## TASK TO COMPLETE:
Set down each of the following rows again without any change.

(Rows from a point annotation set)
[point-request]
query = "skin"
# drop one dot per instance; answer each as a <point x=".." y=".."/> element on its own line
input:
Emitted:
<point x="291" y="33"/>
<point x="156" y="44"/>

## ANSWER TO THE PROBLEM:
[point-request]
query = "skin"
# drop one dot per instance; answer each as a <point x=".." y=".."/> element on its own line
input:
Emitted:
<point x="291" y="33"/>
<point x="156" y="44"/>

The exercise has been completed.